It's been a long 2 years, but... I think that this might actually be the time that I kick Citalopram to the curb for good. I still don't know why getting off of it after Maggie has been so different than the boys, but I am very hopeful that this time will be successful and I can say goodbye to post-partum depression medication FOREVER! It's been about 5 very up and down weeks so far, but I've managed to get farther in the process this time than either attempt at weaning before now.
Interestingly the side effects to weaning off this medication are the same as the symptoms that lead you to take it in the first place. I am first in line to say that makes no sense at all. All it does is lead you to believe that you are heading back down the PPD road when it's part of the transition back to every day medication-free life. It takes strength and determination to make the decision to push through the negatives.

**THINGS TO DO**
**a.** Could you write out the post about weaning off Citalopram from "Interestingly the side" up to and including "through the negatives."?
**b.** Can you extend the post about weaning off Citalopram, picking up right after its last sentence?
The data here has nothing to do with the post about weaning off Citalopram.

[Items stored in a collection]
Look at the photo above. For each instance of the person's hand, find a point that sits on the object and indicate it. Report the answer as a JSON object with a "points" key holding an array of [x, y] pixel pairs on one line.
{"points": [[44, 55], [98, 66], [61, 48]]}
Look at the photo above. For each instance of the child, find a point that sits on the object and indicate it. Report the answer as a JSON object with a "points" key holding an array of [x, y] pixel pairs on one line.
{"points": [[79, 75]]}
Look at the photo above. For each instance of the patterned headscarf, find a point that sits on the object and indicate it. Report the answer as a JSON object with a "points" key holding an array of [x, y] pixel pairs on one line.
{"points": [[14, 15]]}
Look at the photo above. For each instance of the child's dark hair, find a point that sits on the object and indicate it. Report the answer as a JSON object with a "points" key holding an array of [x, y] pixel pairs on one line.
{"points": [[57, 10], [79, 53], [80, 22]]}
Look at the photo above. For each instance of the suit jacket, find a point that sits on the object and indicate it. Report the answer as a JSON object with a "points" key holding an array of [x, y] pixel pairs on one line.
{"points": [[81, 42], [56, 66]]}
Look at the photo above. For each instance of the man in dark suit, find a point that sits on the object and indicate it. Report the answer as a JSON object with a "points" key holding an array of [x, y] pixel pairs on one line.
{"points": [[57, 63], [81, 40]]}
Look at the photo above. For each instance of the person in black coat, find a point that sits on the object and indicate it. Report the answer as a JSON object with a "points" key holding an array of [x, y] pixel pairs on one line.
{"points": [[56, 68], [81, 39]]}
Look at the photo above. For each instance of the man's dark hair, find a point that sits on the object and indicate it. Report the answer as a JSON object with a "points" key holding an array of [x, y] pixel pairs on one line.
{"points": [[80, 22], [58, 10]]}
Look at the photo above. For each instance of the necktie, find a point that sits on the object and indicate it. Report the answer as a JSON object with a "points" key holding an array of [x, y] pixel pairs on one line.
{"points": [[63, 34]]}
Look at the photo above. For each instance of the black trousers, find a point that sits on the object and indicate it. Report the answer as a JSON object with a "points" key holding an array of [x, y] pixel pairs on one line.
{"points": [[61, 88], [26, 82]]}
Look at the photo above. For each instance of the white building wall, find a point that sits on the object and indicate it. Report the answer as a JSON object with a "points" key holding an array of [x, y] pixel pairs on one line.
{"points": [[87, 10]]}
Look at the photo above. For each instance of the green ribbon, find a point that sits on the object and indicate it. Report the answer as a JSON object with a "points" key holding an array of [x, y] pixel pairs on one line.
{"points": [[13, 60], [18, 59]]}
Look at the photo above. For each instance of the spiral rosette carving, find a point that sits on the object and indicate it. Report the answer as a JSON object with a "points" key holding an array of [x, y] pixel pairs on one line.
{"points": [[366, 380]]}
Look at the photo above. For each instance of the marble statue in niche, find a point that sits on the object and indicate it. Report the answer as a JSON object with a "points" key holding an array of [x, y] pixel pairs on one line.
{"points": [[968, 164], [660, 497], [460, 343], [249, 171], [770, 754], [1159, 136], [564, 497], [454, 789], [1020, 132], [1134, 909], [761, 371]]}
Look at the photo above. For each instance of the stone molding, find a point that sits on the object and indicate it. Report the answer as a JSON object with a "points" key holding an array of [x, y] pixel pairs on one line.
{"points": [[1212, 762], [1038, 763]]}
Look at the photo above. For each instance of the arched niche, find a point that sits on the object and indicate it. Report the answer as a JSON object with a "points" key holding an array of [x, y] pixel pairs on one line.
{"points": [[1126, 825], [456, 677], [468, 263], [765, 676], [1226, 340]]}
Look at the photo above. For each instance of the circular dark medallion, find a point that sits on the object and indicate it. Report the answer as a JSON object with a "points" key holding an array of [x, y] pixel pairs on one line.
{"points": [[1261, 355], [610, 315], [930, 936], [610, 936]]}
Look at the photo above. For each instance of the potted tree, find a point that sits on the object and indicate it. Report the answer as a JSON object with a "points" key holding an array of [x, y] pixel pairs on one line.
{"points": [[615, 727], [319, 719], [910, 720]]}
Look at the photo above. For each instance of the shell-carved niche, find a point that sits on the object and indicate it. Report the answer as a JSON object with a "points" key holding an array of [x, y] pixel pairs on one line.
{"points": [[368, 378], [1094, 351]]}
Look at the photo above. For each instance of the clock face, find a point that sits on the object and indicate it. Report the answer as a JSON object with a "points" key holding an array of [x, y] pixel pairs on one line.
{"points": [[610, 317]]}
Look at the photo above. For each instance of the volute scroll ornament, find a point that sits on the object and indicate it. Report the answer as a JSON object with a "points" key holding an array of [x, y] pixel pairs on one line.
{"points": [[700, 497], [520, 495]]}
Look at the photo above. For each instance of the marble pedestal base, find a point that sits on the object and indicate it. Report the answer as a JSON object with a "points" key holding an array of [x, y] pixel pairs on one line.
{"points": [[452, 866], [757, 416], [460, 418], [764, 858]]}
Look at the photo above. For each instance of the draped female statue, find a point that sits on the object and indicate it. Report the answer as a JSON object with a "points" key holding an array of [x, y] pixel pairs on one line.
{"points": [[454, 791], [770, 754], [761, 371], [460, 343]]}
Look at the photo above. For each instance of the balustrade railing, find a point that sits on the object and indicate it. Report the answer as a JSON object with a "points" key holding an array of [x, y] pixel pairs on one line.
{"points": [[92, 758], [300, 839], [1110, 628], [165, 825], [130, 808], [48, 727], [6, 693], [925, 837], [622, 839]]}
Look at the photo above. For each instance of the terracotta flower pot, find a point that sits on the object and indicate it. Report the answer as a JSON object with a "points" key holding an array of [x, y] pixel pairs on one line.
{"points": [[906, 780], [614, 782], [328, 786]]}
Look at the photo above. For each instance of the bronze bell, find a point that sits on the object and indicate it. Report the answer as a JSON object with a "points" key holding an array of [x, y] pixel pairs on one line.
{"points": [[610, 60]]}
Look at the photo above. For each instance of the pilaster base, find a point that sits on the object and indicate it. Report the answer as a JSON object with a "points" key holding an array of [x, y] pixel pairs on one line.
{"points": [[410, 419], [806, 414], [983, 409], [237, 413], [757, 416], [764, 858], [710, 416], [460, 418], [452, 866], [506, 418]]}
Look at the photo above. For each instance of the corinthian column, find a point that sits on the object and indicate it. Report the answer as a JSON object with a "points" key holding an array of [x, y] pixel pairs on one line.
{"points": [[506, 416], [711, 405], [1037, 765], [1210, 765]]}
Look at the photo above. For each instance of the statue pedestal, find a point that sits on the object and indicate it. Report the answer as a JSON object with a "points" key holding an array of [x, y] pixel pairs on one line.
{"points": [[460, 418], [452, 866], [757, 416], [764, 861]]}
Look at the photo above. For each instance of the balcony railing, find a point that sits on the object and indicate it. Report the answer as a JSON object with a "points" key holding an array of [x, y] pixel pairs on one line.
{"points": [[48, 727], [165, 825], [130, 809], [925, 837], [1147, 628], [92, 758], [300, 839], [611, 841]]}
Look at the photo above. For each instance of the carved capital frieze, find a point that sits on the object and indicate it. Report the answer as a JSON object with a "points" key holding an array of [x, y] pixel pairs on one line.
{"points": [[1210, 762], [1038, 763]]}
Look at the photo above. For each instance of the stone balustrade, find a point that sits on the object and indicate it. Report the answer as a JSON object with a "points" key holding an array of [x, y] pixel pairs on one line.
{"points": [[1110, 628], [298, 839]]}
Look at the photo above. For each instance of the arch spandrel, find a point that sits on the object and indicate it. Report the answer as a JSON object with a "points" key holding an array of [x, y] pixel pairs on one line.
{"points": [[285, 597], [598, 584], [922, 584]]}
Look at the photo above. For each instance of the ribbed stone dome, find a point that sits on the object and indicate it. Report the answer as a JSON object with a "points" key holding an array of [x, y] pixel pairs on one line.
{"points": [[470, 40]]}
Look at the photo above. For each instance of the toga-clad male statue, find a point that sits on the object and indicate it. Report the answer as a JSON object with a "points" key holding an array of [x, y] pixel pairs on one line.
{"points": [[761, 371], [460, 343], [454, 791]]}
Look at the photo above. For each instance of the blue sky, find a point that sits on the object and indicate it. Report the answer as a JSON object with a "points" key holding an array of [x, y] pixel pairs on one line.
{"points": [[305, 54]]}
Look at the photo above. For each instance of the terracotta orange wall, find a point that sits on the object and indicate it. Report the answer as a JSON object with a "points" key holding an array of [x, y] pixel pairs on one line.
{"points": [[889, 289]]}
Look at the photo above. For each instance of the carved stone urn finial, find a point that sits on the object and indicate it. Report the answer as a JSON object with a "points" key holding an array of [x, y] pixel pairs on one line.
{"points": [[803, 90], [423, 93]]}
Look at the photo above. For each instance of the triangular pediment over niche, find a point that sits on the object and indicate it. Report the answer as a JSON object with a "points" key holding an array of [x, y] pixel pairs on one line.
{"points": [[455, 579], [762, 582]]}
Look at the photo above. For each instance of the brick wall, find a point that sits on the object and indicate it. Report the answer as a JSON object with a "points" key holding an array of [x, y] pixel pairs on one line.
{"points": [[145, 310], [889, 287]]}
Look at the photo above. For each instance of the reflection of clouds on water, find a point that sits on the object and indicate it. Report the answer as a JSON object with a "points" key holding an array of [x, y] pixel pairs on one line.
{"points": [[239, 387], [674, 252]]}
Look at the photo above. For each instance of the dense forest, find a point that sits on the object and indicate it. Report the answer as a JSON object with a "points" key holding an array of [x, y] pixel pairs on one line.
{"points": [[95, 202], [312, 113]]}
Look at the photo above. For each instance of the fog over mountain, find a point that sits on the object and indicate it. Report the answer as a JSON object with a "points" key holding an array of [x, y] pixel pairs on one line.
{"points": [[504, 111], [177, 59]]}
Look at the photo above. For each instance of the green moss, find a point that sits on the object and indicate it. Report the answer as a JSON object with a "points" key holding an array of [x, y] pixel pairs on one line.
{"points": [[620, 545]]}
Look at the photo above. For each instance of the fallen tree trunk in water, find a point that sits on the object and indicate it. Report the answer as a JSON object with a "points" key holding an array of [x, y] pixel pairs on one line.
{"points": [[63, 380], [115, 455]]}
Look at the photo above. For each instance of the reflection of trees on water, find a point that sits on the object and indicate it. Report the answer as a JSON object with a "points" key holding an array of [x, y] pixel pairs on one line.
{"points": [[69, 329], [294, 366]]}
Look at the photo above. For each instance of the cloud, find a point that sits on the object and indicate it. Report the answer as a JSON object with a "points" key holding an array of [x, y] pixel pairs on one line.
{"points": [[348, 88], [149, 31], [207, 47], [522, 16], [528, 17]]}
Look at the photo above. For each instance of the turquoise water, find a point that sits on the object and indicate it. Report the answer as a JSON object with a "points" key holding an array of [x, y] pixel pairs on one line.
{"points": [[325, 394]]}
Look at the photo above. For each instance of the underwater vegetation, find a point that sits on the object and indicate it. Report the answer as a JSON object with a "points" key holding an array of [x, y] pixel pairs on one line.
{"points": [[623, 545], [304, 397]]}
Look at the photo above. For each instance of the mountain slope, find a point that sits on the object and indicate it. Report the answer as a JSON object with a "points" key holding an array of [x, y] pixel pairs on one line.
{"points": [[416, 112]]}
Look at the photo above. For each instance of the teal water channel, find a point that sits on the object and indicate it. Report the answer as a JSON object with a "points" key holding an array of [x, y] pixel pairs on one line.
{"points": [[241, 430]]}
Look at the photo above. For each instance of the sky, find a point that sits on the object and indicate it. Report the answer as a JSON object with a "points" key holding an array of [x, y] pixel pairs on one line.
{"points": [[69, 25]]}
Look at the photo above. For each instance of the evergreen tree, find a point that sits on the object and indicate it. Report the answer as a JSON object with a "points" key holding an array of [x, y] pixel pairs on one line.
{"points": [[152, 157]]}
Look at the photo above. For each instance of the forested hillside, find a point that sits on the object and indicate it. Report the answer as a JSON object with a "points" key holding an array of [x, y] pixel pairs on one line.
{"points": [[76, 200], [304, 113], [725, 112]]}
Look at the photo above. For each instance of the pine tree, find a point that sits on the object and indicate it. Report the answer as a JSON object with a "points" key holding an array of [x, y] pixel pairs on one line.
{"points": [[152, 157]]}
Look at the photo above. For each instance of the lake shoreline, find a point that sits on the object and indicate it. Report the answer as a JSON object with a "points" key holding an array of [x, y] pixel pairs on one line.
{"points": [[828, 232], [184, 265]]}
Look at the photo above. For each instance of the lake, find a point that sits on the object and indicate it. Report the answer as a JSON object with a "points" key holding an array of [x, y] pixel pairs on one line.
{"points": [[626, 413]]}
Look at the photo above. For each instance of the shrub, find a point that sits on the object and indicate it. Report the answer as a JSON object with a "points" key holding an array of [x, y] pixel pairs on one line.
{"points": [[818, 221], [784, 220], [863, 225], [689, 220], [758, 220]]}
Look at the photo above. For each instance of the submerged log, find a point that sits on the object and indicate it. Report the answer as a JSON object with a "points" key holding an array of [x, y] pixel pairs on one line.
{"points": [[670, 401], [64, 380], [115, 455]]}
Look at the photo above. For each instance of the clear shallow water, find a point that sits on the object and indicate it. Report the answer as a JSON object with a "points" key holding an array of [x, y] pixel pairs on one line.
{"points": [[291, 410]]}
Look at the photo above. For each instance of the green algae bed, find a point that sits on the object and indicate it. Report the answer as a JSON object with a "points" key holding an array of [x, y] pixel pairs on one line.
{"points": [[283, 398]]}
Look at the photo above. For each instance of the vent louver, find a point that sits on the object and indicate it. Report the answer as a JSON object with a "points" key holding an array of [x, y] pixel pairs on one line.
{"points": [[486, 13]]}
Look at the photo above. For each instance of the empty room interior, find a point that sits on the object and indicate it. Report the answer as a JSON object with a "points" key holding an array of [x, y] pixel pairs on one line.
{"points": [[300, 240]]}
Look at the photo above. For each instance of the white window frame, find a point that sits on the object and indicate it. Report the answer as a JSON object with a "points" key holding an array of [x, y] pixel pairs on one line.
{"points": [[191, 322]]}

**ANSWERS TO THE PROBLEMS**
**a.**
Interestingly the side effects to weaning off this medication are the same as the symptoms that lead you to take it in the first place. I am first in line to say that makes no sense at all. All it does is lead you to believe that you are heading back down the PPD road when it's part of the transition back to every day medication-free life. It takes strength and determination to make the decision to push through the negatives.

**b.**
This time I went at it well armed for the fight. I began the weaning process very slowly. Half dosage for a month and then the half dose every other day for about another month. Now I haven't taken it in 5 weeks and I am mostly feeling okay. I've been through the headaches, sense of anxiousness for no reason, feeling lightheaded and crazy irritability. I'm hopeful that those are gone now for good. I still have nights where my body doesn't let me sleep. That has always been the symptom that forced me back onto the medication because I can't function after a week's worth of sleepless nights. But this time I am trying some homeopathic herbs that a relative made for me to help me sleep at night. So far so good. I only have to use it occasionally now so my body is slowly figuring out how to get back to its own normal.
I won't be jumping for joy and screaming that I am all better yet, but I am optimistic that I have made it through this battle and can now move on with my life. I have loved the having babies process, but dealing with the resulting PPD each time has taken a toll. It's time to be me again. I think I've earned that.